Extracted records

:::::

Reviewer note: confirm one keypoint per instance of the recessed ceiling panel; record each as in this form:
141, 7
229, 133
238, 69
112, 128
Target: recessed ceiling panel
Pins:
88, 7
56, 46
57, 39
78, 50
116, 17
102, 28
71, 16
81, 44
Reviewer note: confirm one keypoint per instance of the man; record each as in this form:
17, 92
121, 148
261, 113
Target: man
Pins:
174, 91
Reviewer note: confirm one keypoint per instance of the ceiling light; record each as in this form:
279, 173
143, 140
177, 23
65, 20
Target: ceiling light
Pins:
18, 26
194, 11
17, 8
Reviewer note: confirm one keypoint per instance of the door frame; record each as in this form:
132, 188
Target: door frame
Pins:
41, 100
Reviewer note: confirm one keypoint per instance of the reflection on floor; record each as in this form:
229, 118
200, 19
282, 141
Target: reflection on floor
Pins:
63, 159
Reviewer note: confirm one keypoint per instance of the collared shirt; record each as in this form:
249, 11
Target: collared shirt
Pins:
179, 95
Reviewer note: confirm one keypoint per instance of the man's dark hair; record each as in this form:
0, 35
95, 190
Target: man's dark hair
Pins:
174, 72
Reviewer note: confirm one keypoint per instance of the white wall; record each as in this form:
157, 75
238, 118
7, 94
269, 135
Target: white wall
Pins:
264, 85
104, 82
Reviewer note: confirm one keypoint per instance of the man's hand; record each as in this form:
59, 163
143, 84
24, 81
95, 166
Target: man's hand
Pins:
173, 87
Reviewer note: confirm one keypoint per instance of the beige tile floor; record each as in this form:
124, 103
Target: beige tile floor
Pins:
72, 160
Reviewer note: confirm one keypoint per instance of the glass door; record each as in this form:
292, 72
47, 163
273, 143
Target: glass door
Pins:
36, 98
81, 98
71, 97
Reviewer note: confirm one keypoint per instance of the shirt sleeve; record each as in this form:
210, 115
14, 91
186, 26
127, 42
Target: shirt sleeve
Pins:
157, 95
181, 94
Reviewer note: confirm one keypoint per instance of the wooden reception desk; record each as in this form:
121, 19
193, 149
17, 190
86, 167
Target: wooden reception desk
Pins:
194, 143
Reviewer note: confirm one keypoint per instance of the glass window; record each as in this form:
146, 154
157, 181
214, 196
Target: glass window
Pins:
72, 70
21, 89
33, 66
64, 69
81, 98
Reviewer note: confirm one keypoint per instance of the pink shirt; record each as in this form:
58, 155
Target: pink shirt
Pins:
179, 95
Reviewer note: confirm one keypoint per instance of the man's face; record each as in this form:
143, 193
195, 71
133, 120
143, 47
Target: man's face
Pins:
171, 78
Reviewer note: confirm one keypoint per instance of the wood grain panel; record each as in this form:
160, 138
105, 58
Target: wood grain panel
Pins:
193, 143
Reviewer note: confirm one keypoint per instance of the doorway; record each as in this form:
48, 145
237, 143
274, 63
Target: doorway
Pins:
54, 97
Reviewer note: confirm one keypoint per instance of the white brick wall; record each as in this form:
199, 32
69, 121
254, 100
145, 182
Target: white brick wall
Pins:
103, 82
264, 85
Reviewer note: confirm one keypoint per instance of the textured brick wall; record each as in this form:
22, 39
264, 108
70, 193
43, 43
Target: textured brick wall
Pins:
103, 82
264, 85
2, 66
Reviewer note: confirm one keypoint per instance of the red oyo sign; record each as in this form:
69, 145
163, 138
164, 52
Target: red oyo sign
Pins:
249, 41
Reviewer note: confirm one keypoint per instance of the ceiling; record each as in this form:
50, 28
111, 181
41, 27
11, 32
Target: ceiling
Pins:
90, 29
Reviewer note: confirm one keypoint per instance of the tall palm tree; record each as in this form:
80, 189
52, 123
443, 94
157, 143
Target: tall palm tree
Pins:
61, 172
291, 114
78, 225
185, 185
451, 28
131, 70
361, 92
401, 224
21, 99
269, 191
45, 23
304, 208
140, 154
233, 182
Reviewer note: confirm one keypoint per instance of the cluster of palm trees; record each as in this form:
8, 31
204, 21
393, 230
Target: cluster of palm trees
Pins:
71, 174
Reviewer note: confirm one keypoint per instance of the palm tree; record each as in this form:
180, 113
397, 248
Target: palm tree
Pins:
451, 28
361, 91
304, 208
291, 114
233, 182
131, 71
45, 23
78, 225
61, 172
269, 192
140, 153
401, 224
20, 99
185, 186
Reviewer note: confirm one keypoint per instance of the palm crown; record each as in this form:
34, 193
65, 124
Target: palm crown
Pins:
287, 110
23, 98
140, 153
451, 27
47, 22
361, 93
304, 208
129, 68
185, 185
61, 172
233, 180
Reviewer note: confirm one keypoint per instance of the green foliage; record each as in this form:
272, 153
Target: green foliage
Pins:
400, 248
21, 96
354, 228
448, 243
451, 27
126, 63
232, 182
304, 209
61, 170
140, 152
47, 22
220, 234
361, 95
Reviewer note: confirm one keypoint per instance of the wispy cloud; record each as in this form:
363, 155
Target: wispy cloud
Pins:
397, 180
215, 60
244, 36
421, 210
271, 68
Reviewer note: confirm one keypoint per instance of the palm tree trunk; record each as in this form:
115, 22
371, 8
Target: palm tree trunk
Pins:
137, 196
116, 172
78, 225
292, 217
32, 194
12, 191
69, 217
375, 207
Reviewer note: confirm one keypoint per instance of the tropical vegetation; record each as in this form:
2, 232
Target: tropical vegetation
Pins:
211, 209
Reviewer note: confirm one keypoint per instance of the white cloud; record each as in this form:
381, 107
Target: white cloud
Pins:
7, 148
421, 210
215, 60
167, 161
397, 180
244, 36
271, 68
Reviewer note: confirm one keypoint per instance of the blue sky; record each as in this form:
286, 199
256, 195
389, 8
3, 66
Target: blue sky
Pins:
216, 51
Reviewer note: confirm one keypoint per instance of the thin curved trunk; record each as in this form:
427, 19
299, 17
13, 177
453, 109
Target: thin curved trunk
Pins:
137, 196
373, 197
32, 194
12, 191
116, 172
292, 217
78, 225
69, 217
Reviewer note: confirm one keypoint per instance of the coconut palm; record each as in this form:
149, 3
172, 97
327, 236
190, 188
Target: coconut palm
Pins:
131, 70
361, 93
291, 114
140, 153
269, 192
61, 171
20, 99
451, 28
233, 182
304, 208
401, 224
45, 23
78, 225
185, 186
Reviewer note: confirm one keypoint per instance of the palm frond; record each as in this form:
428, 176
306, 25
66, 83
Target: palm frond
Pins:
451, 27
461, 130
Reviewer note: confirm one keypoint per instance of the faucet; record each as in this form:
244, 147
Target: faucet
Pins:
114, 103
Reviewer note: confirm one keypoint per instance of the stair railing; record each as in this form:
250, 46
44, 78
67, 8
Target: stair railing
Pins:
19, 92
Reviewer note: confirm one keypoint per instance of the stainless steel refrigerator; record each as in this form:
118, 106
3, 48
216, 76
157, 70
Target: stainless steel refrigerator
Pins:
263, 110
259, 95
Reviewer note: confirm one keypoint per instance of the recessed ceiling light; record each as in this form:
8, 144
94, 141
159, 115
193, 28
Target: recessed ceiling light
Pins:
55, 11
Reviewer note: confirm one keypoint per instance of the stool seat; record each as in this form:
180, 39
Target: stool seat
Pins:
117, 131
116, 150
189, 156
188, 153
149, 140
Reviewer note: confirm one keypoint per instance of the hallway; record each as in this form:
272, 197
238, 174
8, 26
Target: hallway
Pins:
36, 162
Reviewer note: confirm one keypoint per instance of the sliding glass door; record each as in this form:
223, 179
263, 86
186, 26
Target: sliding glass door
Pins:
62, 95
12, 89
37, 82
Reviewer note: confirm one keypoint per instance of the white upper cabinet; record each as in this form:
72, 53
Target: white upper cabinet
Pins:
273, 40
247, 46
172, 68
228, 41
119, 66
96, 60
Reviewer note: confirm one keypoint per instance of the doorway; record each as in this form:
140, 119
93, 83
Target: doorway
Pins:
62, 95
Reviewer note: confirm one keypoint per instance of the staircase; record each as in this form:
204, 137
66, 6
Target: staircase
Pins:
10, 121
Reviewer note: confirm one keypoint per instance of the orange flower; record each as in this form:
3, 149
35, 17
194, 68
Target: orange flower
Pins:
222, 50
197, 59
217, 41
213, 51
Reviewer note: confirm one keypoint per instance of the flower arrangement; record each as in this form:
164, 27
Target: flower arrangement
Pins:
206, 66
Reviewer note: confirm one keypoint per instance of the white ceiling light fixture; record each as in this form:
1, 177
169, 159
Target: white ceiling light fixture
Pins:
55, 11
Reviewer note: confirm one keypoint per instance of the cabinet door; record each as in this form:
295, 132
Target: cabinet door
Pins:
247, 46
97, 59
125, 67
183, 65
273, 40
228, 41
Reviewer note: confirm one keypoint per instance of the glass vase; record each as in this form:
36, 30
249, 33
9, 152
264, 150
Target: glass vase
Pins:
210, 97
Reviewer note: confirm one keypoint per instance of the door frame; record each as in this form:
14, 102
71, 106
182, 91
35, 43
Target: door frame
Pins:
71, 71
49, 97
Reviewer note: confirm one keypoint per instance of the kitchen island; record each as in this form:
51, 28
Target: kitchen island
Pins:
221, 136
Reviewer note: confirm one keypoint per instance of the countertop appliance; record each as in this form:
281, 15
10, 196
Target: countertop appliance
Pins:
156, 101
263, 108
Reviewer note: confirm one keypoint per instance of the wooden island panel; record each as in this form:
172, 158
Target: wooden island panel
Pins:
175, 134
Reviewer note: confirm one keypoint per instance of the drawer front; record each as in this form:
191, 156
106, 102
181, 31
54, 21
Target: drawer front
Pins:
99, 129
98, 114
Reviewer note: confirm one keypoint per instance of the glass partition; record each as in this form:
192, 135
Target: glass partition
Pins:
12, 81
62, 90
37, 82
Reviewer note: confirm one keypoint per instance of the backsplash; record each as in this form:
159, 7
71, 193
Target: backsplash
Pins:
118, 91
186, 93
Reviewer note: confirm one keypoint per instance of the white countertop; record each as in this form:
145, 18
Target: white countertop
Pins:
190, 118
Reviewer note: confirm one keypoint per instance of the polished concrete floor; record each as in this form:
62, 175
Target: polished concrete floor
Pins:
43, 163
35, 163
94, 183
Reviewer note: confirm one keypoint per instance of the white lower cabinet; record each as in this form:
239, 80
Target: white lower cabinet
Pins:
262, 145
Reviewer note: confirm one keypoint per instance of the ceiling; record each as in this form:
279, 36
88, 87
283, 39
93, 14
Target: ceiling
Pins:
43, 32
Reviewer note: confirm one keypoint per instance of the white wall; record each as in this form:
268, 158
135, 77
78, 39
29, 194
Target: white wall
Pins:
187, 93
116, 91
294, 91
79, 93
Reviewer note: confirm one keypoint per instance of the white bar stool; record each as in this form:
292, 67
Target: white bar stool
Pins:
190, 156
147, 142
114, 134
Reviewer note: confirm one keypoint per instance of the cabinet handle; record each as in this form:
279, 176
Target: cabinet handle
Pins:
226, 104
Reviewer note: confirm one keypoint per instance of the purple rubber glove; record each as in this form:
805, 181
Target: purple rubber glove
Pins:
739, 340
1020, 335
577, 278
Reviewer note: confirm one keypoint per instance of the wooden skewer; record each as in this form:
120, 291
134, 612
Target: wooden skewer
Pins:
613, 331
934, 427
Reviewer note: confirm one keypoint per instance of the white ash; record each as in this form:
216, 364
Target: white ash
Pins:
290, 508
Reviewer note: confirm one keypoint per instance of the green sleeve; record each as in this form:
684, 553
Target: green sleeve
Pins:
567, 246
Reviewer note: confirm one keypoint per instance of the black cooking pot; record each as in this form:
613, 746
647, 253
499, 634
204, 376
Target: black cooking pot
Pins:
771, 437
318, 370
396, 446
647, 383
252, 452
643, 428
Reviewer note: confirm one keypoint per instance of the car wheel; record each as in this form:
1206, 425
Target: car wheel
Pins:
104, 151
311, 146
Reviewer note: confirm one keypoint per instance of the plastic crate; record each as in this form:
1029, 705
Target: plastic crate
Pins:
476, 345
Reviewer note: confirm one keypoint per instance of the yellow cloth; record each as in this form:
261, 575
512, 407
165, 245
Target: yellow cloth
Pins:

:::::

To do
Restate the final lines of the listing above word for word, beginning at the line that contains "the cabinet handle;".

Written answer
Reviewer note: confirm one keypoint per instance of the cabinet handle; record each as in this form:
279, 176
Target: cabinet handle
Pins:
226, 104
Reviewer note: confirm one keypoint per instance of the purple rubber glove; record each as in this form:
805, 181
Target: purple rubber glove
Pins:
739, 340
1020, 335
577, 278
Reviewer note: confirm one keypoint per instance of the wooden skewer; record each as in this form:
120, 291
134, 612
Target: wooden skewer
Pins:
613, 331
934, 427
Reviewer note: confirm one keypoint per instance of the white ash; record each as in this form:
216, 364
Target: white ash
Pins:
290, 508
Reviewer note: confirm one keypoint per instance of the green sleeve; record each as in this form:
684, 553
Target: green sleeve
Pins:
567, 246
Reviewer note: confirm one keypoint per instance of the black cooking pot; record each as in this form:
613, 746
647, 253
499, 634
204, 376
Target: black cooking pot
Pins:
771, 437
318, 370
396, 446
647, 383
252, 452
643, 428
Reviewer note: confirm one keypoint per instance of the car wheel; record each as in this form:
1206, 425
Target: car wheel
Pins:
104, 151
311, 146
Reviewer note: confirm one keypoint per instance of the plastic crate; record each as in this form:
1029, 705
Target: plastic crate
Pins:
476, 345
Reviewer note: confirm one keypoint per instance of the yellow cloth; record each as in this form:
261, 575
512, 407
165, 245
Target: yellow cloth
Pins:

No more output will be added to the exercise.